Request 1: In the records, rewrite the lines from the start through the line containing "Outlines of the wooden", changing every "wooden spoon" to "wooden ladle" and keeping all else the same.

Source document:
——————————

3

I am trying to create a list of strings from a hamming distance matrix. Each string must be 20 characters long with a 4 letter alphabet (A,B,C,D). For example, say I have the following hamming distance matrix:

   S1 S2 S3
S1  0  5 12
S2  5  0 14
S3 12 14  0

From this matrix I need to create 3 strings, for example:

S1 = "ABBBBAAAAAAAAAABBBBB"
S2 = "BAAAAAAAAAAAAAABBBBB"
S3 = "CBBBABBBBBBBBBBBBBBB"

I created these strings manually, but I need to do this for a hamming distance matrix representing 100 strings which is not practical to do manually. Can anyone suggest an algorithm that can do this?

Thanks, Chris

ChrisUofR
  • 73
  • 6

1 Answers1

1

That is a fun exercise. :-)

The following octave script randomly generates n strings of length len. Subsequently it calculates the hamming distance between all these strings.

——————————

Record excerpts:

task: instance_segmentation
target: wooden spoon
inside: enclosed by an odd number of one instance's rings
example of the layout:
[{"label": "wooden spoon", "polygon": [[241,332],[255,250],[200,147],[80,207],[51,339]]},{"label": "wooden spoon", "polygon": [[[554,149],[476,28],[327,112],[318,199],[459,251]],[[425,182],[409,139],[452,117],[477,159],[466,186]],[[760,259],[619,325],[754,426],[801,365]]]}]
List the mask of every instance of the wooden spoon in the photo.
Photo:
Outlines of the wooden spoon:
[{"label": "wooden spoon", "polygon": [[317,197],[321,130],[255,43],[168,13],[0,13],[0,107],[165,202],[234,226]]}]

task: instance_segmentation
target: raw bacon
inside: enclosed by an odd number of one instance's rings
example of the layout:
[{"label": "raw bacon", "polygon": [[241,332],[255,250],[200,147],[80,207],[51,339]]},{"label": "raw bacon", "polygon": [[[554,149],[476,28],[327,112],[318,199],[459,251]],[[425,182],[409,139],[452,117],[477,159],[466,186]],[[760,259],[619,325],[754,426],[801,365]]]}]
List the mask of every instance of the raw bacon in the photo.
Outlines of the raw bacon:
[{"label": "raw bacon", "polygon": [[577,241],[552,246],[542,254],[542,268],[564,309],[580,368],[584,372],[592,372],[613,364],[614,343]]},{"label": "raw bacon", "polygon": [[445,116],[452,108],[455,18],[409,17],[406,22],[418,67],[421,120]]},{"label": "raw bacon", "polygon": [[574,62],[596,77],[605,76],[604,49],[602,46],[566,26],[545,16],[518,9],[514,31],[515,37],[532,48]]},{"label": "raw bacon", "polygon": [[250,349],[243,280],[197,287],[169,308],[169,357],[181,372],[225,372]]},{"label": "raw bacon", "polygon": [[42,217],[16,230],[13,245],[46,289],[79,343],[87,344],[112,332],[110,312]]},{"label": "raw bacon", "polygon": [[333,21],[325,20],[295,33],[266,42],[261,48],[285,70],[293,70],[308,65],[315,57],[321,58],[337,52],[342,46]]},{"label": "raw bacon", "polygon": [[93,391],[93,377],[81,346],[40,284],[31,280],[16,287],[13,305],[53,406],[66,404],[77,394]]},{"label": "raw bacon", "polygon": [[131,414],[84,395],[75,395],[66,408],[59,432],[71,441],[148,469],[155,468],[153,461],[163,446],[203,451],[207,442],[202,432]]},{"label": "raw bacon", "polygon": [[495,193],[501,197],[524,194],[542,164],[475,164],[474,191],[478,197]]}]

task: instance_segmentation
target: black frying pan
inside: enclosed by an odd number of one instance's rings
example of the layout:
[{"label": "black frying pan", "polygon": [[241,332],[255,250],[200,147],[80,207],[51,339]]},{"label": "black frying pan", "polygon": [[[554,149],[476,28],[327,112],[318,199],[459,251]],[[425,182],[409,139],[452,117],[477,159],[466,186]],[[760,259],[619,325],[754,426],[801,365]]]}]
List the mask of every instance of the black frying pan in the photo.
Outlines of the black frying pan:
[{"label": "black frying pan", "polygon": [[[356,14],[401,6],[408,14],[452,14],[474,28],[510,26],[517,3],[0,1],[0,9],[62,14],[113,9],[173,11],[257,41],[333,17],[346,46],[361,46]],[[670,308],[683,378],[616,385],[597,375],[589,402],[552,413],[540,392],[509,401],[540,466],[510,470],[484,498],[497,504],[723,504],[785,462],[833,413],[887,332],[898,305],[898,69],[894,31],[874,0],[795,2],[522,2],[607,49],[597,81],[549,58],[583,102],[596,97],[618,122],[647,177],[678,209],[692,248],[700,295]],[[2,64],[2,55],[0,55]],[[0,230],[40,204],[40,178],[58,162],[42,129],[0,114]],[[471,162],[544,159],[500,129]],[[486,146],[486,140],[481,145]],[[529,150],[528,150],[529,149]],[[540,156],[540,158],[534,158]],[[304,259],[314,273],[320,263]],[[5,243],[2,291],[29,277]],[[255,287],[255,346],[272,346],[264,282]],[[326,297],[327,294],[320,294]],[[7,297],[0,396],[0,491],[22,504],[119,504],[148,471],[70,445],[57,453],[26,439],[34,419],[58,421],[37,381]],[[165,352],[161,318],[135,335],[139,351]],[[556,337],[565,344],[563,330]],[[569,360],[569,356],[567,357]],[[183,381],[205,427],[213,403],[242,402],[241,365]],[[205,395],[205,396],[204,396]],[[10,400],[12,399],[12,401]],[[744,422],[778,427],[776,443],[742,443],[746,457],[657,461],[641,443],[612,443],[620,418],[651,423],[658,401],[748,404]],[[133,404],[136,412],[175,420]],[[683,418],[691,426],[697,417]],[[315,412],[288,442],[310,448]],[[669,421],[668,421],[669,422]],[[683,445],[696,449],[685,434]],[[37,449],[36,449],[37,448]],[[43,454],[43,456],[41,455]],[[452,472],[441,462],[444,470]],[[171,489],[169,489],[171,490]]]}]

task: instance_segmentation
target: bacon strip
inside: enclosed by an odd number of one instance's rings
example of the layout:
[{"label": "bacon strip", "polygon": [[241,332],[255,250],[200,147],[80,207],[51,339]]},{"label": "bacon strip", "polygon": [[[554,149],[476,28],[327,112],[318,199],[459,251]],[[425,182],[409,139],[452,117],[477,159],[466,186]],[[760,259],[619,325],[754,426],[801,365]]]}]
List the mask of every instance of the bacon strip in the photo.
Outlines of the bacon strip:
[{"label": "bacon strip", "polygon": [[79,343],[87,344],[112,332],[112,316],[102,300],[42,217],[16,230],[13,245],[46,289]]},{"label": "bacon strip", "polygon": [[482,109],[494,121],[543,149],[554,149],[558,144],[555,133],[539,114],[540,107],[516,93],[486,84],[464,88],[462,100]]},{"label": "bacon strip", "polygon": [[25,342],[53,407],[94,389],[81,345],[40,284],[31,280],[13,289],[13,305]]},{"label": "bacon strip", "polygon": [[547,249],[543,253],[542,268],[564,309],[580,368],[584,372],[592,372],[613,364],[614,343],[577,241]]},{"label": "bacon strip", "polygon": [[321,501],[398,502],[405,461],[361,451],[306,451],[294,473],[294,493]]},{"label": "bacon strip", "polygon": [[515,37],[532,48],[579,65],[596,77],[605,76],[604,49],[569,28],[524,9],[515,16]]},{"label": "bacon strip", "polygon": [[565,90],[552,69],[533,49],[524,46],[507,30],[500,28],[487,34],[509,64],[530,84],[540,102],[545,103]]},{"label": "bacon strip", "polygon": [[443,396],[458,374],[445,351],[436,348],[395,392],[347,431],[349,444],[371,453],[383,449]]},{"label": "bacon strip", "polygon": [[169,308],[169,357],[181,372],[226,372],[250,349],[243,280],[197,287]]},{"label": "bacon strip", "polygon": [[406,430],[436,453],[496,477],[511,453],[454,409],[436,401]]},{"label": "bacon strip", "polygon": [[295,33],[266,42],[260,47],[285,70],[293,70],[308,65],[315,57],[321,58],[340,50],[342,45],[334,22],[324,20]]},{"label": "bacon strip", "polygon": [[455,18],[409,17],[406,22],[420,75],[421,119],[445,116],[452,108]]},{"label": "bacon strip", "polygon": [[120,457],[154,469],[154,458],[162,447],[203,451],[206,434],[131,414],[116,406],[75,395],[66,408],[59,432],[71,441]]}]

——————————

Request 2: Extend the forum thread on deriving strings from a Hamming distance matrix, picking up after its final sentence.

Task answer 1:
task: instance_segmentation
target: wooden ladle
inside: enclosed by an odd number of one instance's rings
example of the layout:
[{"label": "wooden ladle", "polygon": [[241,332],[255,250],[200,147],[80,207],[51,339]]},{"label": "wooden ladle", "polygon": [[[554,149],[476,28],[327,112],[318,199],[459,251]],[[425,182],[409,139],[452,117],[477,159],[466,186]],[[760,259],[619,325],[754,426],[801,365]]]}]
List the mask of every instance of the wooden ladle in the photo.
Photo:
Outlines of the wooden ladle:

Task answer 2:
What is done next is that strings are compared pairwise. If for example you search for [5 12 14], you will find the table N to contain strings that are 5 and 12 apart as well as strings that are 12 and 14 apart. The next challenge is of course to find the circuit in which the ones that are 5 and 12 apart can be put together with the ones that are 12 and 14 apart in such way that the circuit "closes".

% We generate n strings of length len
n=50;
len=20;

% We have a categorical variable of size 4 (ABCD)
cat=4;

% We want to generate strings that correspond with the following hamming distance matrix
search=[5 12 14];
%search=[10 12 14 14 14 16];
S=squareform(search);

% Note that we generate each string totally random. If you need small distances it makes sense to introduce 
% correlations across the strings
X=randi(cat-1,n,len);

% Calculate the hamming distances
t=pdist(X,'hamming')*len;

% The big matrix we have to find our little matrix S within
Y=squareform(t);

% All the following might be replaced by something like submatrix(Y,S) if that would exist
R=zeros(size(S),size(Y));
for j = 1:size(S)
    M=zeros(size(Y),size(S));
    for i = 1:size(Y)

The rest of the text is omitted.